Set problem:
Please write the next part of the mailing-list thread below about the Google Summer of Code proposal for Linux file manager integration, picking up right after its last line.

Source passage:
┏━━

Google Summer of Code Proposal: File manager integration for Linux.

Steve Borho steve at borho.org
Wed Apr 2 08:27:09 CDT 2008


On Wed, 2008-04-02 at 07:37 +0200, Peter Arrenbrecht wrote:
> On Wed, Apr 2, 2008 at 12:57 AM, Steve Borho <steve at borho.org> wrote:
> >
> >  On Tue, 2008-04-01 at 18:13 -0400, Germán Poó-Caamaño wrote:
> >  > On Mon, 2008-03-31 at 21:48 -0500, Steve Borho wrote:
> >  > > On Mon, 2008-03-31 at 22:09 -0400, Germán Poó-Caamaño wrote:
> >  > > > I sent the following proposal for GSoC.  Some personal information
> >  > > > was added in the detailed description.
> >  > > >
> >  > > > I just read about another proposal about Shell integration (Nautilus
> >  > > > and Windows), but it was detailed just for Windows environment. I
> >  > > > hope this does not mean any conflict in any place.
> >  > >
> >  > > Are you aware of the work done to integrate TortoiseHg into Nautilus?
> >  > >
> >  > > http://tortoisehg.wiki.sourceforge.net/Nautilus
> >  >
> >  > I wasn't aware of that integration. That's great (even if my proposal
> >  > gets weak in this part).
> >  >
> >  > > It is still experimental in quality (mostly because of strange behavior
> >  > > in nautilus-python itself), and could use quite a bit of work, but a lot
> >  > > of the obvious parts have been done.  In fact, I think I borrowed some
> >  > > of this initial work from you :)
> >  >
> >  > Nice to hear it was useful :-)

┗━━

Record excerpts:
┏━━

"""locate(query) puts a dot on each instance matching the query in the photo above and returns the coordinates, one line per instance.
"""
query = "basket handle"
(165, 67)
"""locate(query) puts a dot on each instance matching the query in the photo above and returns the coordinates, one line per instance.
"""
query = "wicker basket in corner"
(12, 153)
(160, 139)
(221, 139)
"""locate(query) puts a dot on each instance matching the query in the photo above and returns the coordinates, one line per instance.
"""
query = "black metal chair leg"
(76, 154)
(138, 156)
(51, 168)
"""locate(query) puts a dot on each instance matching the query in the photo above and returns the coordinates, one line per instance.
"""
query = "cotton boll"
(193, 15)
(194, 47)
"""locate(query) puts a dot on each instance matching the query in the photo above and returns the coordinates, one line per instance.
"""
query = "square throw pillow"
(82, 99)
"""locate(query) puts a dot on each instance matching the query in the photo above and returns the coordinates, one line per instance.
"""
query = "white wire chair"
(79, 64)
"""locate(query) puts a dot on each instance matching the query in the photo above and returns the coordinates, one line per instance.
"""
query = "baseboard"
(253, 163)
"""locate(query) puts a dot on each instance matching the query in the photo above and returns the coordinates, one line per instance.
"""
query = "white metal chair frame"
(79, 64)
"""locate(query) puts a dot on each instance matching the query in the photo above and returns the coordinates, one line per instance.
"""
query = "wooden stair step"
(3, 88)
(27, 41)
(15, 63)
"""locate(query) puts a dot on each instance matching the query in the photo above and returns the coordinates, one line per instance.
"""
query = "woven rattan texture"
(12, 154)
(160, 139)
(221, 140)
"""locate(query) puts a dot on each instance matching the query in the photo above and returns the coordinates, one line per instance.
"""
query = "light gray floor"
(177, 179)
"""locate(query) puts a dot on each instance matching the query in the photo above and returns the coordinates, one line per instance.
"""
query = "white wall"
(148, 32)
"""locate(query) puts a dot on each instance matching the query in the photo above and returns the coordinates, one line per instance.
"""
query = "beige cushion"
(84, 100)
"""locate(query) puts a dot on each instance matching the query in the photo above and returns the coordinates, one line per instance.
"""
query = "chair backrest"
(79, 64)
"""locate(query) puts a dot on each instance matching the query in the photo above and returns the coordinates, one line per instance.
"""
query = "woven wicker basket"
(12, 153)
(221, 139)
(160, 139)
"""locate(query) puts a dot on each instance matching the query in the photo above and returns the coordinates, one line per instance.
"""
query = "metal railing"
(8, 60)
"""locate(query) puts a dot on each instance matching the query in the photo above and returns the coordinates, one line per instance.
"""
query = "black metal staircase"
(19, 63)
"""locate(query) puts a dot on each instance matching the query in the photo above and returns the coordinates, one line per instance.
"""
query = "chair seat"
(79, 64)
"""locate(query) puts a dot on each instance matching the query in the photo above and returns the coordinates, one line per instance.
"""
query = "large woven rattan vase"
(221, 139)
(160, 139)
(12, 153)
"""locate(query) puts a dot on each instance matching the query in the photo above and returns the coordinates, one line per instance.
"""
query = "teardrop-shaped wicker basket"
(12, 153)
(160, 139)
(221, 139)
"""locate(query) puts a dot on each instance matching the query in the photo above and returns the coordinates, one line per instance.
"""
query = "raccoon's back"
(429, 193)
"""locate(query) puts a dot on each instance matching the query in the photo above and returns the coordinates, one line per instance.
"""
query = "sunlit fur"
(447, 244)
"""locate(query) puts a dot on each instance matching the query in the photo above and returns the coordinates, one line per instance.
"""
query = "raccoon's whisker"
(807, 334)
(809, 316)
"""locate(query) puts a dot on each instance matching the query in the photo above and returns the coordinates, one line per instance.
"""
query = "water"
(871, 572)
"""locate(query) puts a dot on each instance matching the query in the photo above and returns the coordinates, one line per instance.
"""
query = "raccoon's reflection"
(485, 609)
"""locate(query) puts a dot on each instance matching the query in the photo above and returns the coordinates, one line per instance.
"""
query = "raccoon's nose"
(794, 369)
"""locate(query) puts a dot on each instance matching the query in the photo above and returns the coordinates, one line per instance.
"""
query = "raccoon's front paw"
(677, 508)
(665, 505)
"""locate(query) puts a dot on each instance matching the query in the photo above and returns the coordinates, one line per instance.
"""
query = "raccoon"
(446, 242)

┗━━

Result:
> >  >
> >  > As far as I see, submenus "works" with nautilus-python 0.5; which is not
> >  > available on Fedora 8 or Ubuntu 7.10.  It is possible to made a backport
> >  > if you want to give it a try.  I did it (back in January in order to
> >  > test if another bug were fixed), but currently I'm running Hardy.
> >  >
> >  > Certainly, I would like to see TortoiseHG/Nautilus stable. I will
> >  > give it a try tomorrow night.
> >
> >  Sounds great.
> >
> >
> >  > In my proposal I wrote two goals: one of them was the plugin but the
> >  > another one was building a GUI (consistent with the plugin interface),
> >  > in order to provide the features that are not possible to get using the
> >  > File Manager.
> >  >
> >  > As application I had in my mind something like Giggle, which is a
> >  > GUI for git (http://developer.imendio.com/projects/giggle).
> >  >
> >  > Probably I will need to focus my proposal on Thunar or write a new one.
> >  > I would like receive feedback.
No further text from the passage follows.